- **Directions**
(a) In the text on dry January and wine, what is the standard French new year wish?
(b) Translate this sentence from the text on dry January and wine into Spanish: "A wine’s alcoholic degree has often been considered as a quality marker, with many appellations requiring a minimum alcohol degree."
(c) Write the next paragraph of the text on dry January and wine, picking up after its last sentence.

- **Supplied passage**
Dry January remains a very contentious topic, especially in the wine world, where this popular start of the year ritual is too often vilified. The strong rebuke of the concept may appear baffling, seeing January really is the detox, get fit, change your life and lose weight boot camp training month. At the start of the new year, it is only human to strive for a better, healthier life; the French even have it as part of their standard new year wish: Bonne Année; bonne santé (Happy New Year and good health). So, what makes dry January such a “dirty’ phrase in the wine world? Is it because it makes us realize that our drinking habits are completely off kilter compared to standard drink recommendations? Or do we believe that the dry January challenge is out to erode the wine world? Or maybe it reminds us, that despite all of our denying, that alcohol is a health risk, and wine contains alcohol.
The wine world’s relationship with alcohol is just as ambivalent as its dry January aversion. A wine’s alcoholic degree has often been considered as a quality marker, with many appellations requiring a minimum alcohol degree. The idea behind this thinking is that a higher alcohol level implies greater ripeness, resulting in more complexity and a better aging potential. However, as global warming has caused the average alcohol degrees of wines to creep up, especially for red wine, consumers have gradually grown wary of high alcohol wine, which many may label as overbearing or too hot. A change in wine consumption habits has uncoupled drinking from eating, and without food to counterbalance it, the higher alcohol degree has become more apparent and cumbersome.
Traditionally, in European wine-making countries such as France, Italy, Portugal, Greece and Spain, wine was an integral part of life. It was consumed, often abundantly, in a family context at the dinner table. It is therefore still today considered as being an integral part of the Mediterranean diet, however scientists have since reviewed the recommended quantity.

- **Given records**
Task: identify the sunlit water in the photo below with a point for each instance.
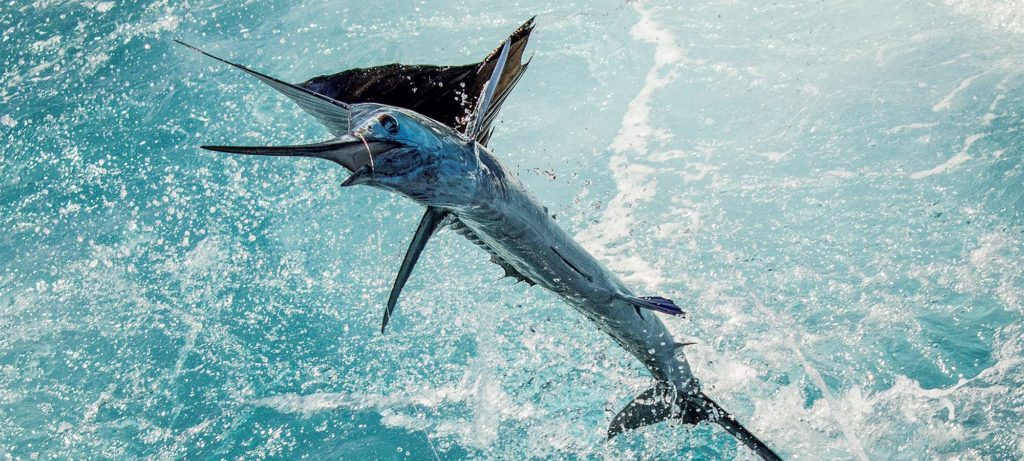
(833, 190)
==
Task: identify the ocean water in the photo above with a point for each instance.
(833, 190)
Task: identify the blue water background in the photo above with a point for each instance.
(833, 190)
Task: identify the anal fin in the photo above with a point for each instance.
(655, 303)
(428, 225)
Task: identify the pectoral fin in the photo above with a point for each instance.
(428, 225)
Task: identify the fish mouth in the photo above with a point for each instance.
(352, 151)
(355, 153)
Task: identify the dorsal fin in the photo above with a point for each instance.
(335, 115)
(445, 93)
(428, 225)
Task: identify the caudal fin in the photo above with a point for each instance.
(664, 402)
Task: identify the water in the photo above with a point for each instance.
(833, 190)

- **Answer section**
(a) Bonne Année; bonne santé (Happy New Year and good health).

(b) El grado alcohólico de un vino se ha considerado a menudo un indicador de calidad, y muchas denominaciones exigen un grado alcohólico mínimo.

(c)
However, as wine production branched out globally, so did its consumption. A 2014 study on wine identity in the Journal of Consumer Culture, posits that there is a strong divergence in the per capita wine consumption between 1950 and 2010 in Western countries. It decreased dramatically in the traditional wine-producing and wine-consuming countries like France, Italy and Spain, whereas it strongly increased in northern and central Europe, the United Kingdom and the US. In this new context, drinking wine was not so much part of the meal experience anymore, instead, according to the same study it became a way to abate the “insecurity of a status-conscious consumer who is pursuing a distinctive lifestyle and identity, based on a certain socio-economic position”. In other words, drinking wine became a ‘lifestyle’ choice and drinking a lot of it implied that one could afford it and confirmed one’s worthiness. This was further exacerbated with the rise of social media which allowed for the creation of sub cultural groups such as “Wine Moms”, “Wine Lovers” or “Wine Geeks’, all of which encouraged potentially excessive consumption of wine because it is the “cool, trendy, or even sophisticated” beverage choice for people to relax.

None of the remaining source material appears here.